TASKS AND EXERCISES:
(a) Transcribe the part of the article on couples' sex lives that opens with the words containing "So, what is" and closes with "relationship is different.".
(b) For each statement, say yes or no to whether the article on couples' sex lives supports it, and quote the article's words that decide it: (i) Buys gives 2.8 times per week as the national average for South African couples; (ii) Buys calls the "three-times-a-week" rule a relationship killer; (iii) Buys suggests couples should talk about sex only occasionally.

#### TEXT BLOCK ####

If the movie 'Mr and Mrs Smith' is anything to go by, we should all be having sex ten times a day. But hey, if that movie is anything to go by, we would also all be highly-trained assassins intent on killing our spouses.

The ever-expanding Brangelina brood doesn't exactly help the point I am trying to make here...

So, what is the point? Well, when it comes to definitions of a healthy sex life, not everyone uses the same words... or numbers. Yip, it's okay if you are only having sex once a week (or month?) as long as that is what both people in the relationship are happy with.

"When it comes to the 'three-times-a-week' rule, this is absolutely a relationship killer," says sexologist Leandie Buys. "Firstly, sex does not follow rules and, secondly, every relationship is different.

"Couples who put pressure on themselves to 'perform' will only find themselves feeling frustrated and unfulfilled in their relationship."

Okay, so there is no right or wrong, but how often do you need to be having sex to keep up with the Joneses? Buys says that the national average for South African couples is 2.8 times per week. If anything, that figure demonstrates how completely random figures such as these are. That, or there are a lot of sexually-unsatisfied South Africans out there.

"The only thing a couple can compare their relationship is to itself," says Buys. Is it better or worse than it was? Are we living up to our expectations of our relationship? If a couple starts comparing their relationship with other peoples', they will only end up finding all the faults."

So, how do you go about having the best sex life you can have?

Let's talk about sex, baby

Buys suggests that all couples should be talking about sex regularly. Men and women tend to have different ideas about the role that sex should play in the relationship and if you don't talk about it, it is likely to result in dissatisfaction and intimacy problems.

Obviously, this little chat should not be limited to how often you have sex. Don't assume that your partner knows what makes you happy or what turns you on. And when your partner mentions that she gets really turned on when you voluntarily wash the dishes, don't scoff it off — chances are she will be a lot less willing to slip into that sexy lingerie if you do.

#### LISTED ENTRIES ####

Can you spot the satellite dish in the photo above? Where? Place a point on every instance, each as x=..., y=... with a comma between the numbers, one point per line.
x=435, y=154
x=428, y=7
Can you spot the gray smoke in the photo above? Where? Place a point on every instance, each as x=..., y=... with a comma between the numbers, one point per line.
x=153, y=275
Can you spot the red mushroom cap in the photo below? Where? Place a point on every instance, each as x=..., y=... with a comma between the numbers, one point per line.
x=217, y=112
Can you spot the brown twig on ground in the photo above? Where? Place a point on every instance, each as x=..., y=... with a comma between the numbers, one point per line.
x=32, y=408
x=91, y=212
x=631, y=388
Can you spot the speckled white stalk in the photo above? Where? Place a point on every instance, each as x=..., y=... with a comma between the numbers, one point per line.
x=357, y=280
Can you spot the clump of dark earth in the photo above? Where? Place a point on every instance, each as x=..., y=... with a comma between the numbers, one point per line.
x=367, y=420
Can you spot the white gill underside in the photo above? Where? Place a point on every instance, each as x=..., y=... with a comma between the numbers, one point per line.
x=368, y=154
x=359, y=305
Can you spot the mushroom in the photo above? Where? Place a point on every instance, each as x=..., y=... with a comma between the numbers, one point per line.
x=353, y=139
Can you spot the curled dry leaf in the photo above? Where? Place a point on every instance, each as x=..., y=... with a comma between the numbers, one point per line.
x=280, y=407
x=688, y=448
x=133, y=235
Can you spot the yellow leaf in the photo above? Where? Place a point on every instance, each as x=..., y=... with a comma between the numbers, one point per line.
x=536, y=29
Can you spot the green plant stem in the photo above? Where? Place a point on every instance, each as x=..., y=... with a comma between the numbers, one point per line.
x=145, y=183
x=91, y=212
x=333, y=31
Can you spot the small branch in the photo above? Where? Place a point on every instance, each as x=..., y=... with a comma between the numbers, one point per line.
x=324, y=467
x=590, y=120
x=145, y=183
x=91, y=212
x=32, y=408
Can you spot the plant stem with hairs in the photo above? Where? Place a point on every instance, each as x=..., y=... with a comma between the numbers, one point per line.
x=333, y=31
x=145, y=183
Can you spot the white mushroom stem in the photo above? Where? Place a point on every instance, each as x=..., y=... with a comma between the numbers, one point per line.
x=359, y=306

####

SOLUTIONS:
(a)
So, what is the point? Well, when it comes to definitions of a healthy sex life, not everyone uses the same words... or numbers. Yip, it's okay if you are only having sex once a week (or month?) as long as that is what both people in the relationship are happy with.

"When it comes to the 'three-times-a-week' rule, this is absolutely a relationship killer," says sexologist Leandie Buys. "Firstly, sex does not follow rules and, secondly, every relationship is different.

(b)
(i) Yes: "Buys says that the national average for South African couples is 2.8 times per week."
(ii) Yes: "When it comes to the 'three-times-a-week' rule, this is absolutely a relationship killer," says sexologist Leandie Buys.
(iii) No: "Buys suggests that all couples should be talking about sex regularly."